Materials provided below:
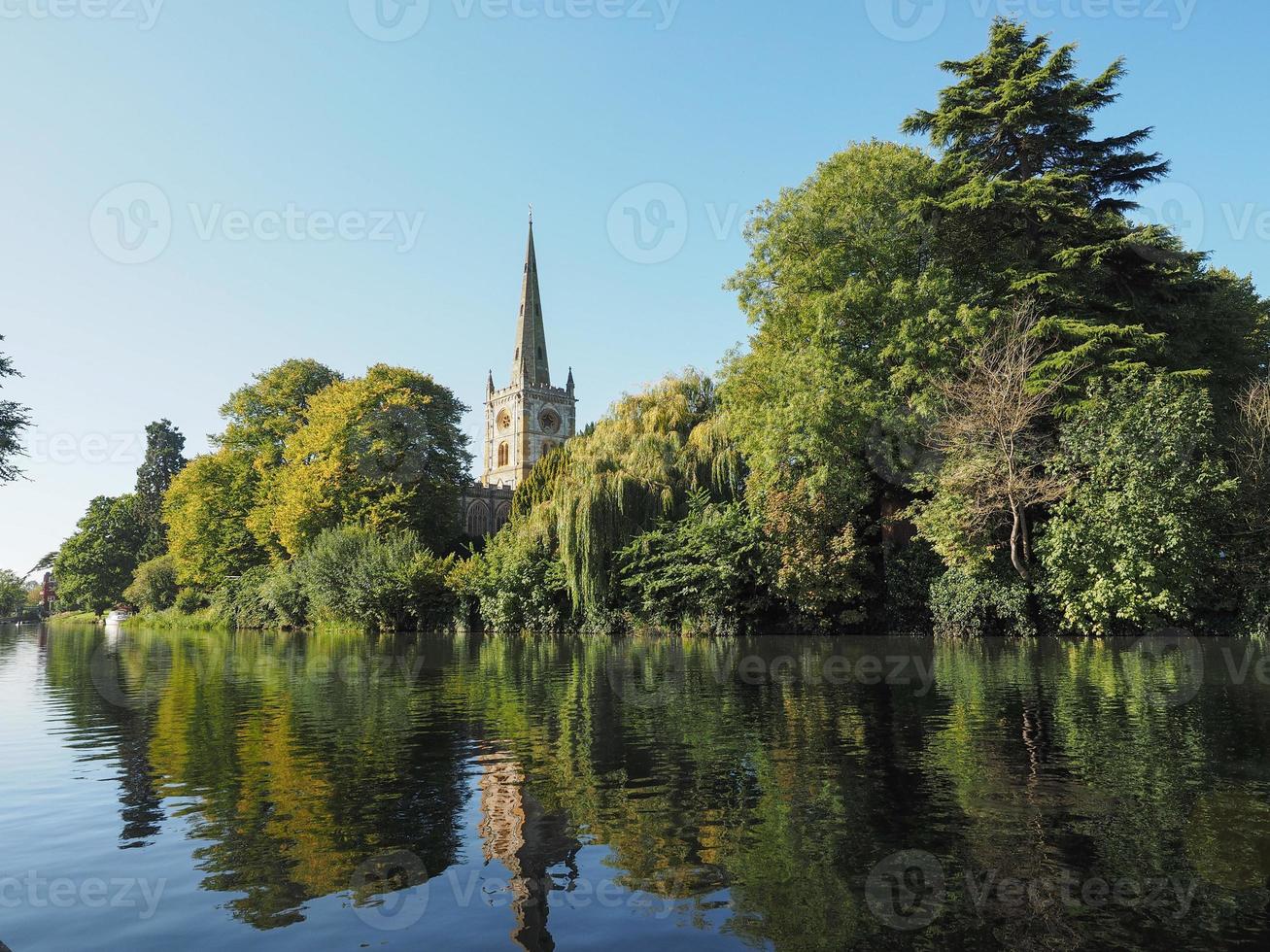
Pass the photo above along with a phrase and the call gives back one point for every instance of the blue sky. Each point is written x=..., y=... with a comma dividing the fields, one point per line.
x=194, y=191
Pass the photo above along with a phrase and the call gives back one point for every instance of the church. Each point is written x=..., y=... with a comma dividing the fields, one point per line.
x=524, y=421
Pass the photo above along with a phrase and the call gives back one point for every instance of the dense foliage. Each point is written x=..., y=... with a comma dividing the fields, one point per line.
x=95, y=565
x=1136, y=541
x=13, y=593
x=384, y=450
x=161, y=463
x=977, y=395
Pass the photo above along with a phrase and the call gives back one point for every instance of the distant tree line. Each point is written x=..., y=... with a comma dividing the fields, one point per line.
x=978, y=396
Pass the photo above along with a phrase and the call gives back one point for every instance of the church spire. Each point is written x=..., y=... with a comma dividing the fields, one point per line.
x=530, y=364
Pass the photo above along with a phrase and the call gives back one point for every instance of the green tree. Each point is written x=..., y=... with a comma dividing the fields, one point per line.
x=164, y=459
x=15, y=419
x=1249, y=528
x=13, y=593
x=857, y=315
x=384, y=450
x=704, y=569
x=154, y=584
x=1136, y=542
x=206, y=510
x=263, y=414
x=1037, y=205
x=385, y=580
x=95, y=565
x=995, y=446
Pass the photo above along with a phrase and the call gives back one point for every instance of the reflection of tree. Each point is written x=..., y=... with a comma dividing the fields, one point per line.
x=69, y=664
x=293, y=770
x=756, y=807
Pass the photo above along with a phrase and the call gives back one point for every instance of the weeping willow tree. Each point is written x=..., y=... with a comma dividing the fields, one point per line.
x=635, y=467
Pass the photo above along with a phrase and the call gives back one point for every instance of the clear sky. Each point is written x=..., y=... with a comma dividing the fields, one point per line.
x=195, y=190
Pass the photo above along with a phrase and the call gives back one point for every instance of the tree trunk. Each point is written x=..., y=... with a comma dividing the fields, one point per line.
x=1017, y=541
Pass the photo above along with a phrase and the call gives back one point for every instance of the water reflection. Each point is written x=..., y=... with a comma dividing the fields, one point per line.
x=1064, y=794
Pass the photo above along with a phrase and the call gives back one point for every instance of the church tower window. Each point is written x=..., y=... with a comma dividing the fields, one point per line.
x=530, y=417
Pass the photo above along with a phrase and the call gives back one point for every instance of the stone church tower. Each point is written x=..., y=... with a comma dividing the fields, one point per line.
x=529, y=418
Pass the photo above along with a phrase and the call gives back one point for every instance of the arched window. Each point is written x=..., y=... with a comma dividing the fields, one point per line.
x=501, y=514
x=478, y=521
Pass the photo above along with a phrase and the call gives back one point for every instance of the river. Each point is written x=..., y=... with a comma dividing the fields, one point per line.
x=271, y=791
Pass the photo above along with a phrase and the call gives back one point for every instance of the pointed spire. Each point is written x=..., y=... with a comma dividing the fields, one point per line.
x=530, y=364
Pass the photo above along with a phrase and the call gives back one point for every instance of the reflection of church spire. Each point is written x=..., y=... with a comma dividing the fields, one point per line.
x=520, y=834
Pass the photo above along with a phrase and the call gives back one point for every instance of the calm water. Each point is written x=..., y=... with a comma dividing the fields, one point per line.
x=195, y=791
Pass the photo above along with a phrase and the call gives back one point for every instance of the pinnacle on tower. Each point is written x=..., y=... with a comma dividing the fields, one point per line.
x=530, y=364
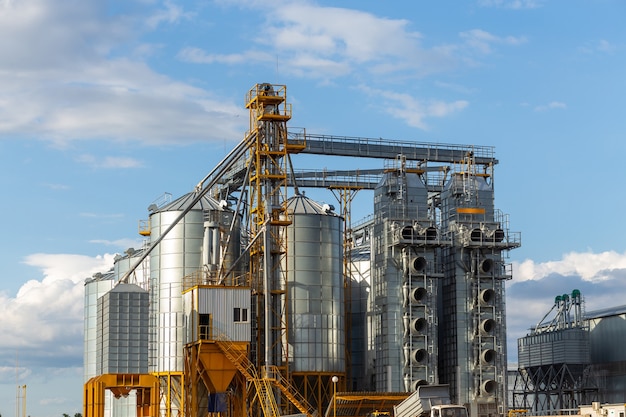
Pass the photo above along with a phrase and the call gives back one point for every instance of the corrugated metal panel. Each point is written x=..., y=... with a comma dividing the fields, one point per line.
x=220, y=303
x=570, y=346
x=607, y=338
x=314, y=265
x=123, y=331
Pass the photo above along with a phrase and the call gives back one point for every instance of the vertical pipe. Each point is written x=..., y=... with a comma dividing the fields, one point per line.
x=266, y=295
x=206, y=245
x=215, y=244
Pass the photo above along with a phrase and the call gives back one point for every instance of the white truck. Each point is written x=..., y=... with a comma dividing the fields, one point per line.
x=429, y=401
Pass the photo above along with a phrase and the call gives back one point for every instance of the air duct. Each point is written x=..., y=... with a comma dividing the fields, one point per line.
x=418, y=383
x=486, y=266
x=418, y=326
x=487, y=357
x=418, y=265
x=419, y=356
x=486, y=297
x=487, y=326
x=418, y=295
x=488, y=388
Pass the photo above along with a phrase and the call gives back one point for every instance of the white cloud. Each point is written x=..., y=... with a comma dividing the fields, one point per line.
x=413, y=111
x=600, y=277
x=171, y=13
x=110, y=162
x=593, y=267
x=123, y=244
x=602, y=46
x=44, y=319
x=512, y=4
x=551, y=106
x=67, y=84
x=329, y=42
x=483, y=41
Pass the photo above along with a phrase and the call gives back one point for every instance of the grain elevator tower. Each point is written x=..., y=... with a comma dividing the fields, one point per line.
x=472, y=345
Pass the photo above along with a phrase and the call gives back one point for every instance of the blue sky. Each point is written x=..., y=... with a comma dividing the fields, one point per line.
x=104, y=106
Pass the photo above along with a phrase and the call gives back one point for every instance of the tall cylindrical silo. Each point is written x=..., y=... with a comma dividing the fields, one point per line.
x=315, y=281
x=315, y=310
x=180, y=253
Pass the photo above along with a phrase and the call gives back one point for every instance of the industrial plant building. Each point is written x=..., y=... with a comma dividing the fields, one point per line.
x=250, y=298
x=572, y=358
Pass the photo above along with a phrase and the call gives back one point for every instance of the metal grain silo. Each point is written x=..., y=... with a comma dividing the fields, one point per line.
x=315, y=280
x=405, y=239
x=180, y=227
x=180, y=253
x=473, y=312
x=315, y=298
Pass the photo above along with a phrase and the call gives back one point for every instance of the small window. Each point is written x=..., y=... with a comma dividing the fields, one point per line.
x=204, y=326
x=240, y=315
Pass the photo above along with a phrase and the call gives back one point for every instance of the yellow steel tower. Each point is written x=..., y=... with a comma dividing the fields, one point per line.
x=269, y=113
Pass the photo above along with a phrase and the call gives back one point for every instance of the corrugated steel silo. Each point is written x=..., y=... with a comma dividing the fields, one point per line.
x=316, y=290
x=403, y=354
x=122, y=336
x=315, y=310
x=180, y=253
x=472, y=317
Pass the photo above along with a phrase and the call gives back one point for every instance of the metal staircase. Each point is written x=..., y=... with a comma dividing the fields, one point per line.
x=263, y=384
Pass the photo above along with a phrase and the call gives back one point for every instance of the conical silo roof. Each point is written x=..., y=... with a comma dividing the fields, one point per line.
x=300, y=204
x=182, y=203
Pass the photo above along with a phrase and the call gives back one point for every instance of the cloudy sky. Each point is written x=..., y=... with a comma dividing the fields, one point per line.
x=105, y=106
End of Materials provided.
- Task instructions -
Repeat the entries exactly, without pictures.

- Finished exercise -
Pass the photo above along with a phrase and the call gives back one point for every instance of the blue sky. Each point is written x=..., y=... with a comma dividing the fields, one point per line.
x=194, y=191
Pass the photo above along with a phrase and the call gives back one point for every instance of the church. Each point is written x=..., y=... with a comma dividing the fields, one point per line.
x=524, y=421
Pass the photo above along with a phrase and the call gives back one point for every instance of the dense foliage. Each point is written x=..., y=... with a comma dividing the fields, one point per line.
x=95, y=565
x=1136, y=541
x=13, y=593
x=384, y=450
x=161, y=463
x=977, y=395
Pass the photo above along with a phrase and the call gives back one point for every instance of the distant tree line. Each point is written x=..., y=... with a comma dividing the fields, one point per line.
x=978, y=396
Pass the photo above along with a phrase and the call gives back one point for every instance of the church spire. Each point is written x=..., y=... with a comma dividing the fields, one point per line.
x=530, y=364
Pass the photo above along with a phrase and the call gives back one point for every instance of the green tree. Each point is written x=..., y=... with a comma dividing the fields, one point per line.
x=164, y=459
x=15, y=419
x=1249, y=528
x=13, y=593
x=857, y=315
x=384, y=450
x=704, y=569
x=154, y=584
x=1136, y=542
x=206, y=510
x=263, y=414
x=1037, y=205
x=385, y=580
x=95, y=565
x=995, y=446
Pass the photo above along with a phrase and the call gives back one point for every instance of the reflection of tree. Each point is written x=..., y=... with a comma dividing the fields, one point per line.
x=69, y=664
x=293, y=770
x=756, y=807
Pass the photo above along with a phrase and the call gives back one point for every instance of the weeping willow tree. Each point is written x=..., y=... with a comma dividing the fields, one point per line.
x=635, y=467
Pass the photo above along with a phrase and the call gives back one point for every instance of the clear sky. Each point is written x=..., y=... with a comma dividing the fields, one point per line.
x=195, y=190
Pass the photo above along with a phrase and the call gives back one point for every instance of the tree trunk. Each point is written x=..., y=... with a comma dividing the fields, one point per line.
x=1017, y=541
Pass the photo above along with a phrase and the call gives back one point for every instance of the water reflection. Each point is written x=..., y=... with a comma dividing the fields, one point per line.
x=1064, y=794
Pass the photo above along with a phrase and the call gives back one point for every instance of the church tower window. Each point is written x=..., y=... with a comma dividing the fields, one point per line.
x=530, y=417
Pass the photo above along with a phrase and the call gives back one point for every instance of the stone church tower. Each point is written x=..., y=... with a comma dividing the fields, one point per line.
x=529, y=418
Pass the photo above along with a phrase and the call gives back one point for every instance of the arched window. Each point is written x=..., y=... with a comma dividing the fields, one point per line.
x=501, y=514
x=478, y=521
Pass the photo above along with a phrase and the call gives back one point for every instance of the river. Each point is written x=..., y=... with a comma dividing the fields, one point per line.
x=271, y=791
Pass the photo above along with a phrase and the call gives back one point for every instance of the pointed spire. Each point is written x=..., y=... with a comma dividing the fields, one point per line.
x=530, y=364
Pass the photo above along with a phrase and the call gives back one point for every instance of the reflection of church spire. Each point is written x=..., y=... with a comma dividing the fields, one point per line.
x=520, y=834
Pass the photo above along with a phrase and the call gives back one point for every instance of the calm water. Each point is written x=..., y=... with a comma dividing the fields, one point per line.
x=195, y=791
Pass the photo above along with a phrase and the call gives back one point for every instance of the pinnacle on tower. Each point is written x=..., y=... with a comma dividing the fields, one point per line.
x=530, y=364
Pass the photo above along with a phrase and the call gives back one point for every instance of the corrugated metal panel. Each point is written x=..., y=... with a comma dividing the fields, one point per line.
x=220, y=303
x=570, y=346
x=607, y=338
x=314, y=265
x=123, y=331
Pass the photo above along with a phrase and the call gives back one point for every instance of the vertical pipe. Each point is written x=..., y=... with a comma dividing the fields, one point per line.
x=266, y=295
x=206, y=245
x=215, y=244
Pass the photo above along with a phrase and the call gives back one point for every instance of the white truck. Each point is written x=..., y=... with a comma dividing the fields, one point per line.
x=429, y=401
Pass the photo above along with a phrase and the call gives back one point for every instance of the air duct. Each point is written x=..., y=... with a comma dividing the fields, one point per line.
x=418, y=383
x=486, y=266
x=418, y=326
x=487, y=357
x=418, y=265
x=419, y=356
x=486, y=297
x=487, y=326
x=418, y=295
x=488, y=388
Pass the photo above along with a phrase and the call gives back one point for every instance of the white cloud. Each point is written x=..., y=... with a comma dividing the fields, one point per line.
x=413, y=111
x=600, y=277
x=171, y=13
x=110, y=162
x=593, y=267
x=123, y=244
x=602, y=46
x=44, y=319
x=512, y=4
x=551, y=106
x=67, y=84
x=329, y=42
x=483, y=41
Pass the photo above along with a phrase and the call gives back one point for every instance of the grain elevator tower. Each point is written x=..., y=... with a comma dividing the fields, one point per line.
x=472, y=345
Pass the photo above along with a phrase and the call gives back one point for every instance of the blue sky. Each point is written x=..., y=... with a comma dividing the fields, one point per line.
x=104, y=106
Pass the photo above along with a phrase and the call gives back one point for every instance of the tall cylindrical silo. Each point is written x=..., y=... with a comma dividing the fields, one point per line.
x=315, y=281
x=315, y=310
x=180, y=253
Pass the photo above along with a phrase and the call gives back one point for every instance of the industrial plant building. Each point is written x=..., y=... with a comma dividing the fields, one point per line.
x=250, y=298
x=572, y=358
Pass the photo above along with a phrase and the call gives back one point for every instance of the metal grain silo. Each point is written x=..., y=... with a comma dividing the fields, one point per line.
x=315, y=280
x=405, y=239
x=180, y=227
x=180, y=253
x=473, y=312
x=315, y=298
Pass the photo above along with a phrase and the call gives back one point for every instance of the small window. Each point is written x=..., y=... with a comma dividing the fields, one point per line.
x=204, y=326
x=240, y=315
Pass the photo above along with a phrase and the call gives back one point for every instance of the yellow steel tower. Each point is written x=..., y=... with a comma dividing the fields, one point per line.
x=269, y=113
Pass the photo above along with a phrase and the call gives back one point for every instance of the corrugated steel silo. Each point is written x=..., y=... with a comma dividing the fields, one point per line.
x=316, y=290
x=403, y=354
x=122, y=336
x=315, y=310
x=180, y=253
x=472, y=317
Pass the photo above along with a phrase and the call gives back one point for every instance of the metal staircase. Each point is written x=..., y=... with a comma dividing the fields, one point per line.
x=263, y=384
Pass the photo above along with a phrase and the call gives back one point for every instance of the conical silo roof. Each point is written x=..., y=... with a comma dividing the fields, one point per line.
x=300, y=204
x=182, y=203
Pass the photo above along with a phrase and the call gives back one point for every instance of the cloudy sky. Each point is written x=..., y=... with a comma dividing the fields, one point per line.
x=105, y=106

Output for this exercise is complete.